What is expected: Omit the images. Copy each entry word for word.

Image point grounding data
▬▬▬▬▬▬▬▬▬▬
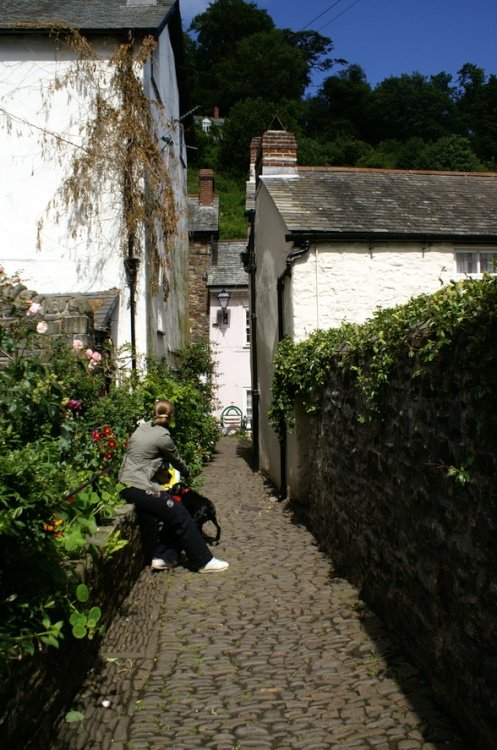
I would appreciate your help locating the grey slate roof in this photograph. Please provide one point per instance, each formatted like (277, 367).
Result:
(359, 202)
(85, 15)
(203, 218)
(227, 268)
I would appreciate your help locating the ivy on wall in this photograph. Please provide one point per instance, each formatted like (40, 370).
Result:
(423, 328)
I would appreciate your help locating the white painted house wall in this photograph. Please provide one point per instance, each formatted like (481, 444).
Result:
(29, 66)
(331, 284)
(231, 352)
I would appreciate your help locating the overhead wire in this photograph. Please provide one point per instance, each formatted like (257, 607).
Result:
(338, 15)
(330, 7)
(321, 14)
▬▬▬▬▬▬▬▬▬▬
Answer to the problem:
I would appreciate your help locating the grey slate roof in this photograph. Please provide one point per instance, each formatted like (277, 367).
Result:
(359, 202)
(85, 15)
(203, 218)
(227, 268)
I would appreciate your help locating the ivy on wall in this photograph. Please provide one point per instance, each formatted like (40, 370).
Result:
(423, 328)
I would appreciate your help locating the white painted house wall in this photograph. Please provide one point per instance, each formatted like (481, 444).
Result:
(29, 66)
(331, 284)
(231, 352)
I would appreciate your help locating the overhead wire in this photograph. Please provide one point per instance, each formatted like (257, 607).
Result:
(338, 15)
(330, 7)
(321, 14)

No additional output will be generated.